» Task prompt
Copy each of the entries below word for word, without changing anything.

» Information provided
= = =

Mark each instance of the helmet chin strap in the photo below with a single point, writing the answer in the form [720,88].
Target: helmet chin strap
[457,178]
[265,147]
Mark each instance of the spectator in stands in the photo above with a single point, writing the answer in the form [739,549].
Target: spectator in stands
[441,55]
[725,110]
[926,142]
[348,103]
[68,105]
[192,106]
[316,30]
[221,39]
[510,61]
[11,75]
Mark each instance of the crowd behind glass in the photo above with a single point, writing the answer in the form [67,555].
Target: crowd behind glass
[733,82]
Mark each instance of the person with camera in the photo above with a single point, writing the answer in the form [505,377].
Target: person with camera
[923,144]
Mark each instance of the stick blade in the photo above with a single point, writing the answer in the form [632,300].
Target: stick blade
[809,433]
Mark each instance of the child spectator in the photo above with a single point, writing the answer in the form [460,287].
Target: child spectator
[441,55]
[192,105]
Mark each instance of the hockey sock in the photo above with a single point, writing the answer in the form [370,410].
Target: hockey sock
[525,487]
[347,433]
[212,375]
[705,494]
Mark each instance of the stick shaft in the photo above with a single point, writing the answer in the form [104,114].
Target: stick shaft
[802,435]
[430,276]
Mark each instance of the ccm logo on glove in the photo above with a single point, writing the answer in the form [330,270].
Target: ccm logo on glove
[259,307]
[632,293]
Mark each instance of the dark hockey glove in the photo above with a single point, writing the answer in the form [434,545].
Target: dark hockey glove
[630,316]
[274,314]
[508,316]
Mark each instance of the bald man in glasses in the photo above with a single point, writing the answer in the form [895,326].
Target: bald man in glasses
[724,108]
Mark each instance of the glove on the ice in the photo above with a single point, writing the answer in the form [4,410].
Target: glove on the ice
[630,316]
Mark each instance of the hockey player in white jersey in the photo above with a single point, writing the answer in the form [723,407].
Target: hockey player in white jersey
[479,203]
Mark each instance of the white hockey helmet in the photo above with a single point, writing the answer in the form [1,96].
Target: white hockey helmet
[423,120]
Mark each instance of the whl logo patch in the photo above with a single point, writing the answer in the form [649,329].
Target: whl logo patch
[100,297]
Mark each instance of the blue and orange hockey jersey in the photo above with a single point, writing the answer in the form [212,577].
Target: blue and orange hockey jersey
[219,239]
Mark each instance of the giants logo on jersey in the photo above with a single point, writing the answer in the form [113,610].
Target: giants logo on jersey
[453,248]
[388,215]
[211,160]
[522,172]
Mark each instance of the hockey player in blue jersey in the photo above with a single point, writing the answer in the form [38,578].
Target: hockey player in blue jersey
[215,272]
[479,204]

= = =

» Exercise answer
Mark each instance of the helmet chin strap in the photo below with a single point, writing the answer in the form [720,88].
Target: helmet chin strap
[457,178]
[265,147]
Mark each instance of the spectator in stands in the photo above with a single point, writing the answer in the form [739,549].
Target: spectator in stands
[441,55]
[725,110]
[926,142]
[348,103]
[68,105]
[192,106]
[316,30]
[221,39]
[510,61]
[11,75]
Mark each instance of the crowd behind glass in the photo above with a single point, writing the answer in the form [67,555].
Target: crowd behind glass
[733,82]
Mark each instance of the person with camera in the photo above with a single point, writing the answer in the form [505,377].
Target: person with camera
[923,144]
Mark each instance of the stick blade in the photo above with a single point, writing the answer in the form [632,300].
Target: stick blade
[809,433]
Mark each instance of the child spectator in the photo above with a single point, writing the answer in the form [460,287].
Target: child spectator
[441,55]
[192,105]
Mark each instance of the hockey sock in the photo above with a single point, writing the answer in the form [370,410].
Target: hockey sock
[525,487]
[347,433]
[212,375]
[705,494]
Mark each instance of the stick shaft in the photo above with a single point, writing the answer in the form [104,114].
Target: stick shaft
[802,435]
[430,276]
Mark each instance of the ccm logo on glove in the photo above with a single point, writing the answer in the form [330,270].
Target: ccm logo on glove
[259,307]
[632,293]
Mark each instance of the dark hockey glove in the photo above with a single point, writing the answer in the form [434,545].
Target: dark hockey glove
[630,316]
[274,314]
[508,316]
Mark each instance of the bald man in glasses in the photo above with a single point, writing the answer in the form [895,326].
Target: bald man in glasses
[724,108]
Mark each instance of the glove on the ice in the photo above with a single point, writing the answer in the form [4,410].
Target: glove on the ice
[630,316]
Mark each instance of the hockey player in white jersey in the photo above with a single point, writing the answer in the form [723,407].
Target: hockey player in white jersey
[479,203]
Mark each instance of the white hockey helmet in the photo above with a single point, writing the answer in the form [1,96].
Target: white hockey helmet
[423,120]
Mark each instance of the whl logo patch in the photo above with a single point, writing the answer in the form [649,329].
Target: whl logo patch
[100,297]
Mark each instance of the blue and orange hockey jersey in the photo above with a single point, writing the answer in the form [212,577].
Target: blue and orange hockey jersey
[219,239]
Mark each instance of the giants logo on jersey in the photo above with a single point, writing the answer in the form [113,610].
Target: giants logo on jersey
[453,248]
[388,215]
[211,160]
[522,172]
Mark each instance of the hockey player in blue jersey in the photo above with a single point, writing the answer in the form [38,578].
Target: hockey player in blue jersey
[215,272]
[479,204]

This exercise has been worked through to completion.